Set exercise — Reproduce each line exactly, including spacing and punctuation.

Data for the task —
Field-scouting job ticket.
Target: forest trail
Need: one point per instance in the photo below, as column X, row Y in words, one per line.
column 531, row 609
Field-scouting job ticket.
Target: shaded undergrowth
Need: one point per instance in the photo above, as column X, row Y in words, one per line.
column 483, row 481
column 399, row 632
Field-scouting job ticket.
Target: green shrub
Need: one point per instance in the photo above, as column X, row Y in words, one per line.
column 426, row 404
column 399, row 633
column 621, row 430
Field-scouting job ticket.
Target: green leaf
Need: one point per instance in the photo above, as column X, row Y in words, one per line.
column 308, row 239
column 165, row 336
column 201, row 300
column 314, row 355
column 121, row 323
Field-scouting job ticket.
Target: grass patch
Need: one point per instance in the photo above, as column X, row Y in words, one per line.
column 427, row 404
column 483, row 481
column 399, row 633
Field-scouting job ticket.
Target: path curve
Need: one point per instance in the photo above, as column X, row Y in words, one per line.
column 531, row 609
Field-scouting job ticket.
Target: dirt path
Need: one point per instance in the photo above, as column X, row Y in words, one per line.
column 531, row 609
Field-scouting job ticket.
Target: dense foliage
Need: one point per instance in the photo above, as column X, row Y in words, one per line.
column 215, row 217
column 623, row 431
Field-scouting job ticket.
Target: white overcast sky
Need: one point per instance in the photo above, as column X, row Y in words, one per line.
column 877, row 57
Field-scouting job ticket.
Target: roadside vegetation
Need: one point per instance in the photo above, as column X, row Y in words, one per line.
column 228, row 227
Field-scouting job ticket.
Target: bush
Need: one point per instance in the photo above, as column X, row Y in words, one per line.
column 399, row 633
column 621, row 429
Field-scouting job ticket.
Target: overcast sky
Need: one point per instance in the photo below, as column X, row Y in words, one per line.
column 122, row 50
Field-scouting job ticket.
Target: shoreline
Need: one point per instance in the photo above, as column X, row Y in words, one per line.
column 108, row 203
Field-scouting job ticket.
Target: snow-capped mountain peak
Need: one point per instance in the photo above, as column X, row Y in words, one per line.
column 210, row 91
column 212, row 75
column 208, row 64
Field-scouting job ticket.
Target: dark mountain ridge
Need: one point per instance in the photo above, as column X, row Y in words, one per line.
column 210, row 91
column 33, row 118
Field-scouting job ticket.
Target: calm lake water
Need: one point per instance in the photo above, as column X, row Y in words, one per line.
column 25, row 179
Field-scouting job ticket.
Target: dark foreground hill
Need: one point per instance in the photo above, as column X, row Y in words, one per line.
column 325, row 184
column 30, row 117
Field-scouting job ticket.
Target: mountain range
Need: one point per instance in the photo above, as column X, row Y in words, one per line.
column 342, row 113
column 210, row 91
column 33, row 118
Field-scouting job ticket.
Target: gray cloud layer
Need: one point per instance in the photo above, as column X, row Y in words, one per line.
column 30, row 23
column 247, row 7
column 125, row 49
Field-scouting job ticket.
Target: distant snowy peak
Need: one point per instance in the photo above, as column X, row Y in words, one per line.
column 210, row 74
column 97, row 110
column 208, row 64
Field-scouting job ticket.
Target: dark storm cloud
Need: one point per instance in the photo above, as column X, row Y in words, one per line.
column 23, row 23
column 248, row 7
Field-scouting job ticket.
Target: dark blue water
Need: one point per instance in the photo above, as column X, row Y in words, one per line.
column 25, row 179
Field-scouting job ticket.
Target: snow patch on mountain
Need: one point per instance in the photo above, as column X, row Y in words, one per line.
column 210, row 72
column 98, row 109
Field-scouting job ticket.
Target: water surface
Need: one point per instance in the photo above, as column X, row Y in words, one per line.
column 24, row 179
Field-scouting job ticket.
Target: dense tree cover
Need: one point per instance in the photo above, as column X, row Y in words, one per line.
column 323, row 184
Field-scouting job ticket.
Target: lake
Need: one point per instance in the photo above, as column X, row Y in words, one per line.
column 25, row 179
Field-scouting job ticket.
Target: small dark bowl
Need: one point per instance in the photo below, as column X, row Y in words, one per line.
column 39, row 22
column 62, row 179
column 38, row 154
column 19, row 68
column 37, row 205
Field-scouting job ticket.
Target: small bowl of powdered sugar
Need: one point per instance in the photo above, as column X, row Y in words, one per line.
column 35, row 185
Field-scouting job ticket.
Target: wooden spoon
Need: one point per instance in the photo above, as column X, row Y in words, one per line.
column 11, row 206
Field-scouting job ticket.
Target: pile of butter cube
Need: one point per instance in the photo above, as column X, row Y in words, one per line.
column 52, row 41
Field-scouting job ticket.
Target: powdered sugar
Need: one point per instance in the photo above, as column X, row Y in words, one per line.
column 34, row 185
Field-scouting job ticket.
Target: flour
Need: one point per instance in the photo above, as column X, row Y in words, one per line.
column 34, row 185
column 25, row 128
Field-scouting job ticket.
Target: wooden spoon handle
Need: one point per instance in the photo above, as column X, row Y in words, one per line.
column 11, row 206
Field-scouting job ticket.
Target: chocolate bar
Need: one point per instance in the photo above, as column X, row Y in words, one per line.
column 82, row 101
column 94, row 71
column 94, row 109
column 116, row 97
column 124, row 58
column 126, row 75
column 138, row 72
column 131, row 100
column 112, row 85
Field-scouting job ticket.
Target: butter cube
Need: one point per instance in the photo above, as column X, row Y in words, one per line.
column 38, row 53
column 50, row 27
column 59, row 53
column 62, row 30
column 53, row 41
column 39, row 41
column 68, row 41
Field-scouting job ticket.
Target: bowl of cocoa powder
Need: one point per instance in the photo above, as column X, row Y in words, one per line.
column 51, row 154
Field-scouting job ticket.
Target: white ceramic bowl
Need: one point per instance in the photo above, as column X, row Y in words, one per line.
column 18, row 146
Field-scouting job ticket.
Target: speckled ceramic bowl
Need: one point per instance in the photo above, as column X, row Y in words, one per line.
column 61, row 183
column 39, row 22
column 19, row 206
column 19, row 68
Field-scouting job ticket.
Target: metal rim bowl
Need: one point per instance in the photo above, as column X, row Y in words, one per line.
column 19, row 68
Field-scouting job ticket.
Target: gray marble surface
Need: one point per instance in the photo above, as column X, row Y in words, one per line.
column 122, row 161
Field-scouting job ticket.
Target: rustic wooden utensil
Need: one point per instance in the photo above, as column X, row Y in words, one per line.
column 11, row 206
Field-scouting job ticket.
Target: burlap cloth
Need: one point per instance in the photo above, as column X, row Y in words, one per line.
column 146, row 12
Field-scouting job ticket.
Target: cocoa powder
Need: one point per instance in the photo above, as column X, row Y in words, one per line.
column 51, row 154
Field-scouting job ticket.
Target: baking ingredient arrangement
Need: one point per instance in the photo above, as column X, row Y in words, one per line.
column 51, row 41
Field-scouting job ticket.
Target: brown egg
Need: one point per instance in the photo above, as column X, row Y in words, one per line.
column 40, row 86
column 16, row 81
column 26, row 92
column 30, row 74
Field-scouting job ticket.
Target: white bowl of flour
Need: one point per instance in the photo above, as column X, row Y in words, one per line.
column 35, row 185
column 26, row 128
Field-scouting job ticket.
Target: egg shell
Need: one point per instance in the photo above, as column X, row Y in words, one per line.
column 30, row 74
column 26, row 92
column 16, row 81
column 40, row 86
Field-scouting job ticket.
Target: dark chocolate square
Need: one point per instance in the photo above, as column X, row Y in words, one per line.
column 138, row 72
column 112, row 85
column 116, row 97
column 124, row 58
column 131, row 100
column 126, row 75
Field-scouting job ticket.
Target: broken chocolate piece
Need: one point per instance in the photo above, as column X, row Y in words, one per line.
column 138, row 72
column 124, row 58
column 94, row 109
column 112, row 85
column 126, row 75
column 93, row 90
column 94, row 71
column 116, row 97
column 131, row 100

Final result —
Field-scouting job ticket.
Target: forest trail
Need: one point per instance in the photo below, as column X, row Y in words, one per line.
column 531, row 609
Field-scouting job ticket.
Target: shaded undergrowth
Need: one point per instance in the photo above, as column X, row Y in words, one per line.
column 483, row 481
column 399, row 632
Field-scouting job ticket.
Target: green shrub
Need: one point per instance in the photo above, as column X, row Y in words, one per line.
column 426, row 404
column 399, row 633
column 621, row 430
Field-scouting job ticket.
Target: green leaf
Need: one point per instance in the photo above, as column X, row Y in words, one per line.
column 308, row 239
column 165, row 336
column 201, row 300
column 314, row 355
column 121, row 323
Field-scouting job ticket.
Target: grass patch
Need: one point per instance in the photo above, as column X, row Y in words, one per line.
column 427, row 404
column 483, row 481
column 399, row 633
Field-scouting job ticket.
Target: path curve
Need: one point per instance in the photo above, as column X, row Y in words, one per line.
column 531, row 609
Field-scouting job ticket.
Target: dirt path
Need: one point per instance in the photo above, as column X, row Y in words, one per line.
column 531, row 609
Field-scouting job ticket.
Target: dense foliage
Need: one point per instance in the photo above, as column X, row Y in words, one per line.
column 215, row 217
column 623, row 431
Field-scouting job ticket.
Target: white overcast sky
Need: one point per instance in the photo above, as column X, row Y in words, one per line.
column 877, row 57
Field-scouting job ticket.
Target: roadside vegetation
Need: one point per instance in the photo above, as column X, row Y in words, one per line.
column 228, row 227
Field-scouting job ticket.
Target: bush
Need: one point per instance in the photo above, as column X, row Y in words, one per line.
column 399, row 633
column 621, row 429
Field-scouting job ticket.
Target: overcast sky
Need: one point per instance in the photo below, as column X, row Y in words, one per line.
column 122, row 50
Field-scouting job ticket.
Target: shoreline
Need: one point per instance in the photo above, as column X, row Y in words, one per line.
column 108, row 203
Field-scouting job ticket.
Target: snow-capped mountain peak
Need: one point per instance in the photo above, as column X, row Y in words, one per line.
column 210, row 91
column 212, row 75
column 208, row 64
Field-scouting job ticket.
Target: dark mountain ridge
Need: one point per instance in the photo above, as column X, row Y in words, one per line.
column 210, row 91
column 33, row 118
Field-scouting job ticket.
Target: calm lake water
Need: one point per instance in the photo above, as column X, row Y in words, one per line.
column 25, row 179
Field-scouting job ticket.
Target: dark foreground hill
Need: one point per instance in the photo above, as column X, row Y in words, one per line.
column 325, row 184
column 30, row 117
Field-scouting job ticket.
Target: mountain range
Need: one point per instance in the photo above, as column X, row Y in words, one per line.
column 342, row 113
column 210, row 91
column 33, row 118
Field-scouting job ticket.
Target: gray cloud layer
Need: one point per instance in the photo above, as column X, row Y in words, one per line.
column 30, row 23
column 247, row 7
column 125, row 49
Field-scouting job ticket.
Target: distant snowy peak
Need: one point per instance in the photo above, as column X, row Y in words, one per line.
column 210, row 74
column 97, row 110
column 208, row 64
Field-scouting job ticket.
Target: dark storm cloud
Need: one point per instance in the photo above, as column X, row Y in words, one per line.
column 23, row 23
column 248, row 7
Field-scouting job ticket.
Target: dark blue water
Need: one point per instance in the photo above, as column X, row Y in words, one per line.
column 25, row 179
Field-scouting job ticket.
Target: snow patch on mountain
Need: one point per instance in the photo above, as column X, row Y in words, one per line.
column 210, row 72
column 98, row 109
Field-scouting job ticket.
Target: water surface
Need: one point per instance in the photo above, as column X, row Y in words, one per line.
column 24, row 179
Field-scouting job ticket.
Target: dense tree cover
Need: one point per instance in the photo above, as column X, row Y in words, one per line.
column 323, row 184
Field-scouting job ticket.
Target: lake
Need: one point per instance in the photo above, as column X, row Y in words, one per line.
column 25, row 179
Field-scouting job ticket.
Target: small dark bowl
Need: one point per instance in the photo below, as column X, row Y in words, one per line.
column 39, row 22
column 62, row 179
column 38, row 154
column 19, row 68
column 37, row 205
Field-scouting job ticket.
Target: small bowl of powdered sugar
Need: one point per instance in the photo above, as column X, row Y in words, one per line.
column 35, row 185
Field-scouting job ticket.
Target: wooden spoon
Need: one point per instance in the photo above, as column X, row Y in words, one per line.
column 11, row 206
Field-scouting job ticket.
Target: pile of butter cube
Need: one point per instance in the photo above, as column X, row Y in words, one per line.
column 52, row 41
Field-scouting job ticket.
Target: powdered sugar
Need: one point per instance in the photo above, as column X, row Y in words, one per line.
column 34, row 185
Field-scouting job ticket.
Target: flour
Need: one point per instance in the photo above, as column X, row Y in words, one per line.
column 34, row 185
column 25, row 128
Field-scouting job ticket.
Target: wooden spoon handle
Need: one point per instance in the photo above, as column X, row Y in words, one per line.
column 11, row 206
Field-scouting job ticket.
Target: chocolate bar
Need: one point per instance in the photo above, as column X, row Y in words, one per line.
column 82, row 101
column 94, row 71
column 94, row 109
column 116, row 97
column 124, row 58
column 126, row 75
column 138, row 72
column 131, row 100
column 112, row 85
Field-scouting job ticket.
Target: butter cube
Need: one point per instance in the photo above, as column X, row Y in words, one per line.
column 38, row 53
column 50, row 27
column 59, row 53
column 62, row 30
column 53, row 41
column 39, row 41
column 68, row 41
Field-scouting job ticket.
Target: bowl of cocoa powder
Need: one point per instance in the photo above, as column X, row Y in words, one per line.
column 51, row 154
Field-scouting job ticket.
Target: white ceramic bowl
Need: one point per instance in the photo above, as column X, row Y in words, one per line.
column 18, row 146
Field-scouting job ticket.
Target: speckled ceramic bowl
Need: one point per instance in the photo above, as column X, row Y in words, one per line.
column 61, row 183
column 39, row 22
column 19, row 206
column 19, row 68
Field-scouting job ticket.
Target: metal rim bowl
Need: one point per instance in the photo above, as column X, row Y in words, one per line.
column 19, row 68
Field-scouting job ticket.
Target: gray marble surface
Need: one point per instance in the photo above, as column X, row Y in words, one per line.
column 122, row 161
Field-scouting job ticket.
Target: rustic wooden utensil
Need: one point per instance in the photo above, as column X, row Y in words, one per line.
column 11, row 206
Field-scouting job ticket.
Target: burlap cloth
Need: one point per instance in the photo above, as column X, row Y in words, one per line.
column 146, row 12
Field-scouting job ticket.
Target: cocoa powder
Need: one point per instance in the photo above, as column X, row Y in words, one per line.
column 51, row 154
Field-scouting job ticket.
Target: baking ingredient arrangement
Need: one point per instance in the photo above, as column X, row Y in words, one per line.
column 51, row 41
Field-scouting job ticket.
Target: brown egg
Need: one point per instance in the photo above, as column X, row Y in words, one per line.
column 40, row 86
column 16, row 81
column 26, row 92
column 30, row 74
Field-scouting job ticket.
Target: white bowl of flour
Need: one point per instance in the photo above, as column X, row Y in words, one per line.
column 35, row 185
column 26, row 128
Field-scouting job ticket.
Target: egg shell
Need: one point per instance in the photo above, as column X, row Y in words, one per line.
column 30, row 74
column 26, row 92
column 16, row 81
column 40, row 86
Field-scouting job ticket.
Target: dark chocolate square
Need: one point per instance in the photo above, as column X, row Y in words, one per line.
column 138, row 72
column 112, row 85
column 116, row 97
column 124, row 58
column 131, row 100
column 126, row 75
Field-scouting job ticket.
Target: broken chocolate piece
Need: one point per instance in the photo above, as column X, row Y in words, one per line.
column 138, row 72
column 124, row 58
column 94, row 109
column 112, row 85
column 126, row 75
column 93, row 90
column 94, row 71
column 116, row 97
column 131, row 100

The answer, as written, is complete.